Leave out all images and set down the records exactly as given.

(Dataset items)
= = = = =

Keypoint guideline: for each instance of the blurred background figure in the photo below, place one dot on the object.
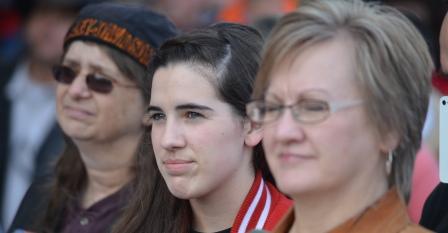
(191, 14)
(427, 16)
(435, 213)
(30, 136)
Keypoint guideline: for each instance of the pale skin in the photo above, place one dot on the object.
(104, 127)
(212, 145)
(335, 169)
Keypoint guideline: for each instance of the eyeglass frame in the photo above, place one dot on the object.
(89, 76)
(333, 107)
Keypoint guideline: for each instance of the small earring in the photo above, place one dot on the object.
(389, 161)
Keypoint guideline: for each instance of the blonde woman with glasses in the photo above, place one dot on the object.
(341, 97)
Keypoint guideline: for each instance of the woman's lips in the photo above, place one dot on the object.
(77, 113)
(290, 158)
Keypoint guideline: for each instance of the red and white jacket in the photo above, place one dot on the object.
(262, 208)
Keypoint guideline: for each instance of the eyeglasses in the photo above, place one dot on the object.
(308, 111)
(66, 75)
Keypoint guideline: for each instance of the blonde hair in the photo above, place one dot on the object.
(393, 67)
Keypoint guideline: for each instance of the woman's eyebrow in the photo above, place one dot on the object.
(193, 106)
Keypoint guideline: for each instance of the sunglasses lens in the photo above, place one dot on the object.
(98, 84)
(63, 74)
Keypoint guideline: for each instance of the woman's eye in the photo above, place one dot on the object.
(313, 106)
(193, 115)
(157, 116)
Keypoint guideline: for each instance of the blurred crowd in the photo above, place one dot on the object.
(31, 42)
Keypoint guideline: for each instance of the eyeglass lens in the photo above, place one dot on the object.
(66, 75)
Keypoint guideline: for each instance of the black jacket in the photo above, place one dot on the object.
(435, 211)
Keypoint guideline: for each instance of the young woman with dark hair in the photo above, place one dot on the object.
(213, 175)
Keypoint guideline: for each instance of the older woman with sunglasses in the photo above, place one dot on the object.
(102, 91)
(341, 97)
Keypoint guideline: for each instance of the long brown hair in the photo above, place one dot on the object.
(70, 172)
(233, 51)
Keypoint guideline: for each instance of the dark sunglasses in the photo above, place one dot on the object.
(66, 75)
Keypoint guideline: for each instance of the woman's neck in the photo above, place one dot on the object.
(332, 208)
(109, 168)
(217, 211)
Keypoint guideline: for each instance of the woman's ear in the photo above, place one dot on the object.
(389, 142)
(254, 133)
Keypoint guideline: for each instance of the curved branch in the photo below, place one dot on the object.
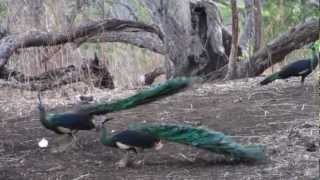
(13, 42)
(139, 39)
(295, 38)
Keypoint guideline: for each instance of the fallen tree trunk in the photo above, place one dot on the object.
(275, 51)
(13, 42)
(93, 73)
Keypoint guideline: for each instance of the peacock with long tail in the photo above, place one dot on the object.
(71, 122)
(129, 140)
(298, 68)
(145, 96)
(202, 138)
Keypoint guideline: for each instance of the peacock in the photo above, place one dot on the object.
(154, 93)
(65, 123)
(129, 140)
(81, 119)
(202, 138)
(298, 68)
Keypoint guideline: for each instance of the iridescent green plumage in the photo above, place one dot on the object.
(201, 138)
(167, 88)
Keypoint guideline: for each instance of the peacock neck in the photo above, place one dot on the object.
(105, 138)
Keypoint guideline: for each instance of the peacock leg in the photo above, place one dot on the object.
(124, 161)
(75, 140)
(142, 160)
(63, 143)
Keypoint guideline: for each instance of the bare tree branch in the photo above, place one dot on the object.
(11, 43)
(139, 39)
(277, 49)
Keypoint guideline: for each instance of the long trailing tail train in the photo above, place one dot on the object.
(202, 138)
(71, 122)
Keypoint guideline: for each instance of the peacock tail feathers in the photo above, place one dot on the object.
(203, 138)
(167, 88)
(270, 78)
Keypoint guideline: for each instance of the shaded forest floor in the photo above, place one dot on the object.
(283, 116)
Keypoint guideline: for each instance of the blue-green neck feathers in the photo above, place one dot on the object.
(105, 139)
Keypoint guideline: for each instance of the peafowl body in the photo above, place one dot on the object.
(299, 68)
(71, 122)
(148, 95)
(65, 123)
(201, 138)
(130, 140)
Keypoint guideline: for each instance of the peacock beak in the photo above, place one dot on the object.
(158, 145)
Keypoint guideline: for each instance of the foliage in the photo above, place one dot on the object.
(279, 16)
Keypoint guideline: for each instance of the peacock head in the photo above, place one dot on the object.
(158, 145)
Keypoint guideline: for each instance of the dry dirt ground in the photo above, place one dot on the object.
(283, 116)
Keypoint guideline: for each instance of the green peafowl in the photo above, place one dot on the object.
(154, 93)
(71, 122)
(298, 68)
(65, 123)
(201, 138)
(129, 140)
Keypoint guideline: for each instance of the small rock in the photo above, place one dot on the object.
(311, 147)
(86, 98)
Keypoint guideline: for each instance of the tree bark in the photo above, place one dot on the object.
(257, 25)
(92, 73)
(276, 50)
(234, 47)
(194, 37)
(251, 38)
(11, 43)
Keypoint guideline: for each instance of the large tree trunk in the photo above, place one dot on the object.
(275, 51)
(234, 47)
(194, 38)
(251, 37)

= = = = =

RESPONSE BOX >>
Keypoint guideline: for each instance of the blurred background figure in the photo below, place one dot on the object.
(191, 14)
(427, 16)
(435, 213)
(30, 136)
Keypoint guideline: for each instance of the pale skin in the photo above, place one dot on the object.
(104, 127)
(212, 145)
(335, 169)
Keypoint guideline: for each instance of the eyeglass frame in the photo above, place one dot on the object.
(89, 76)
(333, 107)
Keypoint guideline: for each instance of the small earring in the photo above, place one dot on the object.
(389, 161)
Keypoint guideline: for each instance of the blonde woman with glasses in the photo above, place one dot on the object.
(341, 97)
Keypoint guideline: for each instance of the woman's lips in the photo above, place one dot on the object.
(77, 113)
(290, 158)
Keypoint guideline: for each instance of the red and white jacket in the photo above, place one dot on the object.
(262, 208)
Keypoint guideline: for each instance of the eyeglasses in the photo above, place one dot on the object.
(308, 111)
(66, 75)
Keypoint guideline: for each instance of the blonde hair in the photo above, place one dot on the object.
(393, 67)
Keypoint guideline: for each instance of the woman's eyebrow in the photo above, place one dot on the object.
(193, 106)
Keypoint guideline: for each instance of the sunglasses lens in the photo above, place one dot on the object.
(98, 84)
(63, 74)
Keypoint guideline: for each instance of the woman's eye in the photo above, place one dot on the object.
(313, 106)
(193, 115)
(157, 116)
Keypoint guideline: for each instance of the blurred crowd in the photo above, place one dot on the object.
(31, 42)
Keypoint guideline: for each instance of the eyeglass lens in the photo above, place one dot on the object.
(66, 75)
Keypoint guideline: for each instance of the black jacket in the photo above, place one dot on the object.
(435, 211)
Keypoint guideline: for each instance of the young woman with dark hair in the photo above, place one dot on the object.
(213, 175)
Keypoint guideline: for each instance of the older woman with sunglasses in the photo above, place one dot on the object.
(102, 91)
(341, 97)
Keypoint guideline: for each instance of the long brown hair in the photo above, place one dot on the object.
(70, 172)
(233, 51)
Keypoint guideline: for each instance of the dark sunglasses in the photo above, place one dot on the object.
(66, 75)
Keypoint guideline: for each instance of the woman's neck in the photo above, place one dot on the object.
(332, 208)
(109, 168)
(217, 211)
Keypoint guideline: for each instance of the woman's ear in the photo above, place one dot on the object.
(389, 142)
(254, 133)
Keypoint guideline: for each instance of the curved branch in the photo below, place one dot on the object.
(13, 42)
(139, 39)
(295, 38)
Keypoint guideline: for each instance of the fallen tree trunk in the photo above, place one dot on the object.
(275, 51)
(13, 42)
(93, 73)
Keypoint guideline: for each instance of the peacock with long tail in the photo above, place one dot on the object.
(71, 122)
(129, 140)
(298, 68)
(145, 96)
(202, 138)
Keypoint guideline: for each instance of the peacock in the photo above, place one dot on the object.
(154, 93)
(65, 123)
(129, 140)
(81, 119)
(202, 138)
(298, 68)
Keypoint guideline: for each instance of the iridescent green plumage in the photo above, place one dot on the object.
(201, 138)
(167, 88)
Keypoint guideline: for each instance of the peacock neck in the photo above, place one dot on the object.
(105, 138)
Keypoint guideline: for each instance of the peacock leg in the photo above, place one dot on the object.
(124, 161)
(75, 140)
(142, 160)
(63, 143)
Keypoint guideline: for each instance of the bare tree branch in the photo above, place one dot on the object.
(11, 43)
(139, 39)
(277, 49)
Keypoint guideline: for each instance of the long trailing tail train in the photo above, place one dot on the object.
(202, 138)
(71, 122)
Keypoint guideline: for each instance of the peacock tail feathers in the photo above, place one dot on the object.
(203, 138)
(167, 88)
(270, 78)
Keypoint guideline: for each instance of the shaded forest floor in the photo above, place one dot on the object.
(283, 116)
Keypoint guideline: for each instance of the blue-green neck feathers in the photo above, place one dot on the object.
(105, 139)
Keypoint guideline: for each instance of the peafowl body in the photo above, place one dot on the object.
(299, 68)
(71, 122)
(148, 95)
(65, 123)
(201, 138)
(130, 140)
Keypoint guideline: for each instance of the peacock beak in the photo above, place one dot on the object.
(158, 145)
Keypoint guideline: for each instance of the foliage in the photo above, place one dot on the object.
(279, 16)
Keypoint guideline: for each instance of the peacock head in the photo above, place one dot on the object.
(158, 145)
Keypoint guideline: for each instance of the dry dirt ground in the photo above, place one dot on the object.
(283, 116)
Keypoint guideline: for each instance of the green peafowl in the photo above, place one dot on the object.
(154, 93)
(71, 122)
(298, 68)
(65, 123)
(201, 138)
(129, 140)
Keypoint guideline: for each instance of the small rock in the photo above, place one dot on the object.
(311, 147)
(86, 98)
Keypoint guideline: for each instance of the tree bark in the photo above, place one dot on the object.
(257, 25)
(92, 73)
(276, 50)
(234, 47)
(194, 37)
(251, 38)
(11, 43)
Keypoint guideline: for each instance of the large tree trunk in the photo above, place one dot on the object.
(275, 51)
(234, 47)
(194, 38)
(251, 37)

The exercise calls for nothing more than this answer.